PCOS: Things to Avoid Smoking and Drinking

When you have PCOS, you are more likely to develop severe and new diseases than your already compromised health. Smoking and drinking can raise your risk of contracting diabetes and heart disease, the risk of which is already high in PCOS patients. Therefore, you should avoid these activities. 

Refined Sugar

As previously noted, one of the signs of PCOS is insulin resistance. If this problem is not addressed by nutrition, it can progress to diabetes or other significant complications. To prevent it, you should reduce your intake of refined and processed foods and instead switch to natural and whole foods. 

Neglecting Depressive Symptoms

Women suffering from PCOS are more prone to anxiety and depression because of hormonal imbalance. A few of its symptoms include excessive sleeping and eating behaviours, extreme weight loss or gain, imbalance or trouble in sleeping and eating habits, and prolonged melancholy. If you observe any of these symptoms over an extended length of time, you should be concerned and contact your doctor immediately. Avoiding these symptoms and not addressing them can worsen your health. 


PCOS can disrupt menstrual cycles, making it difficult to conceive. Additionally, symptoms such as hair growth on the face and body occur by increased amounts of male hormones. Doctors usually suggest lifestyle changes such as exercise and a healthy diet as the first step towards controlling PCOS. It often proves to be practical too. Weight loss helps with PCOS symptoms and increases your chances of becoming pregnant. In case of failure of these measures, medication may be prescribed. 

Frequently Asked Questions (FAQs) Q: How do you know if you have PCOS?

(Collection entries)
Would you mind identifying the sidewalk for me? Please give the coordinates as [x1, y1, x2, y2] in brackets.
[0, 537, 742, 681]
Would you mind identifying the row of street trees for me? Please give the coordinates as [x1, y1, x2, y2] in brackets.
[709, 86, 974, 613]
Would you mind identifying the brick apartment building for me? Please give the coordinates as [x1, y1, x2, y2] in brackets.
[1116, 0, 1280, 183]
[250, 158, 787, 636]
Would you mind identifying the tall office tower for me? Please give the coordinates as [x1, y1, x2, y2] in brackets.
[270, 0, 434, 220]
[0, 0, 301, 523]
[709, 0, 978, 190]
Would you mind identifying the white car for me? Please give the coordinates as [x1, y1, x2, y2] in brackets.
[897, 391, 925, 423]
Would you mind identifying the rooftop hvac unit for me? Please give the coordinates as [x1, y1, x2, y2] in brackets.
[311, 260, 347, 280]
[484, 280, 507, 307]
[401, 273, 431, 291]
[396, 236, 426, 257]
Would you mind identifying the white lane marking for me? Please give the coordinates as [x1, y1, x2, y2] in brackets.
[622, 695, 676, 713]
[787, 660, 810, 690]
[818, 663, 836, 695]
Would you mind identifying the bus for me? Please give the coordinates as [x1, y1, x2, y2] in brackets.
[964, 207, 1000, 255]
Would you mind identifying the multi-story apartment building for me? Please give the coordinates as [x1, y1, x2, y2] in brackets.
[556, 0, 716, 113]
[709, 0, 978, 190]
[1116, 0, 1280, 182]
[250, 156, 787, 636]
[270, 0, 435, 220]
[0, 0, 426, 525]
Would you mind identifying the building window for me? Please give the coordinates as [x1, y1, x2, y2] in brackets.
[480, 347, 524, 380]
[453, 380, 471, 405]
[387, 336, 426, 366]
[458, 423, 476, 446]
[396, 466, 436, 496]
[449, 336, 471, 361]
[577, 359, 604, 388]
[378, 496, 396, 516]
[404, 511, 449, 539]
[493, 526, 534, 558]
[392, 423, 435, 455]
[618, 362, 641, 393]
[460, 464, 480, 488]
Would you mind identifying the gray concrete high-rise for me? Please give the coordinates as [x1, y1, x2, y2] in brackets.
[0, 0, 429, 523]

* [Problem to work on] Print word for word the part of the PCOS text starting with "Women suffering from" and going on through "worsen your health.".

* [Solution to this problem]
Women suffering from PCOS are more prone to anxiety and depression because of hormonal imbalance. A few of its symptoms include excessive sleeping and eating behaviours, extreme weight loss or gain, imbalance or trouble in sleeping and eating habits, and prolonged melancholy. If you observe any of these symptoms over an extended length of time, you should be concerned and contact your doctor immediately. Avoiding these symptoms and not addressing them can worsen your health.